* [What to do]:
1. From the passage on file actions, extract the stretch from "- If this line of input contains the letter T" through "the current date/time.".
2. Answer these questions using the passage on file actions.
(a) What is appended to the filename of a duplicate copy?
(b) What word does the program print when the action input does not match any described format?
(c) How must the search that includes subdirectories be implemented?

Now that we've narrowed down our search, it's time to take action on the files we found. The actions are to be taken on the files in the same order as you printed them previously. The program now reads a line of input that describes the action that will be taken on each interesting file. There are three different actions, and this line of input chooses one of them.
- If this line of input contains the letter F by itself, print the first line of text from the file if it's a text file; print NOT TEXT if it is not.
- If this line of input contains the letter D by itself, make a duplicate copy of the file and store it in the same directory where the original resides, but the copy should have .dup (short for "duplicate") appended to its filename. For example, if the interesting file is C:\pictures\boo.jpg, you would copy it to C:\pictures\boo.jpg.dup.
- If this line of input contains the letter T by itself, "touch" the file, which means to modify its last modified timestamp to be the current date/time.
- If this line of input does not match one of the formats described above, print the word ERROR on a line by itself and repeat reading a line of input; continue until the input is valid.
Once an action has been taken on all files, the program ends.

A few additional notes

Since one of the goals of this project is to introduce you to the use of recursion to solve real problems, the search that includes subdirectories and their subdirectories must be implemented as a recursive Python function that processes all of the files in a directory and then processes any subdirectories recursively. (Note that this rules out certain features of the Python standard library — searches like this are actually built into the library, but would circumvent the learning goal here. More on that later.)

(Entries from a point annotation set)
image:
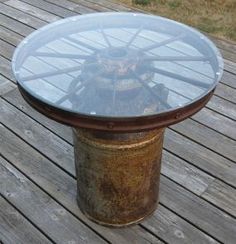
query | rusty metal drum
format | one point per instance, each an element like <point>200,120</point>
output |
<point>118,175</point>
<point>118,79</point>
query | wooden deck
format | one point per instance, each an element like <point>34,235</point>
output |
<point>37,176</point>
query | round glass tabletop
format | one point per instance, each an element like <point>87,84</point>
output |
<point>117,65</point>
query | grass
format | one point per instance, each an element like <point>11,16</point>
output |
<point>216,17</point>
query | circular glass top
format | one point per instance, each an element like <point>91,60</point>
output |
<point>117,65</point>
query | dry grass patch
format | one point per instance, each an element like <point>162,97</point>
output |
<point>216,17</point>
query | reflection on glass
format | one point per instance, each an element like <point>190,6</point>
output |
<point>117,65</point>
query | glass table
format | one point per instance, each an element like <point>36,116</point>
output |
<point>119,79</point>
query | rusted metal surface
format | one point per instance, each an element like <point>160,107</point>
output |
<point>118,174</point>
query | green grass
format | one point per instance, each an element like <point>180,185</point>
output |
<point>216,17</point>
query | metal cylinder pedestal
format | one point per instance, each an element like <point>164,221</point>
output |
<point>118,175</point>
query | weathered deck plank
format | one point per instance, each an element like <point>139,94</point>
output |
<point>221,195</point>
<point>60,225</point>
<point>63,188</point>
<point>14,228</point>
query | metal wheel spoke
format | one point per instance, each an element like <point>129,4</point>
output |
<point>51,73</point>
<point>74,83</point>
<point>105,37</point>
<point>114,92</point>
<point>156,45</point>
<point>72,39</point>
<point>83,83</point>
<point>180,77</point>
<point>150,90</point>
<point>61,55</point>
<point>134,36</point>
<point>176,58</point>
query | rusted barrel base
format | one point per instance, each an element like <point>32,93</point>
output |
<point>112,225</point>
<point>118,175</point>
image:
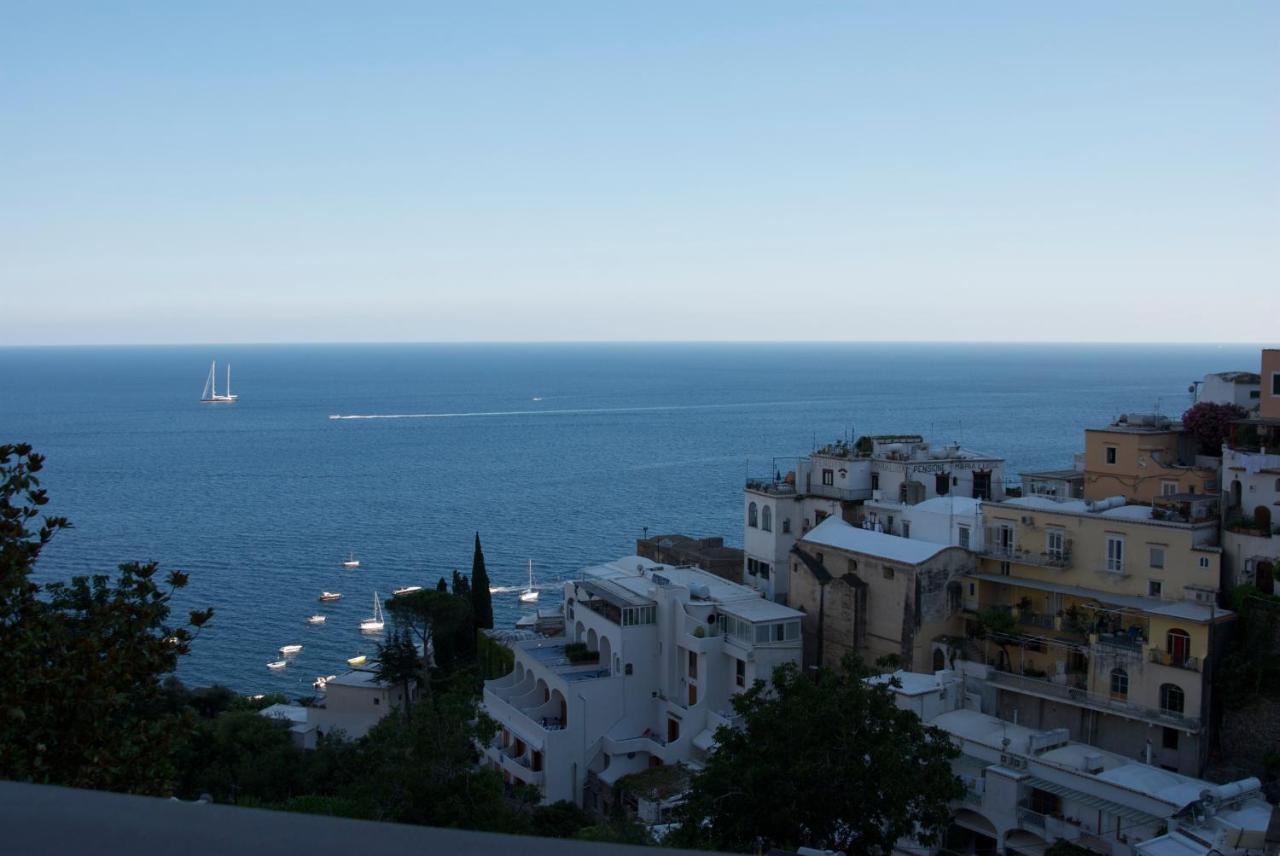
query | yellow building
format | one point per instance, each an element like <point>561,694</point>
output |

* [Results by task]:
1.
- If this line of input contains the letter T by itself, "touch" the file, which means to modify its last modified timestamp to be the current date/time.

2.
(a) .dup
(b) ERROR
(c) As a recursive Python function that processes all the files in a directory and then processes any subdirectories recursively.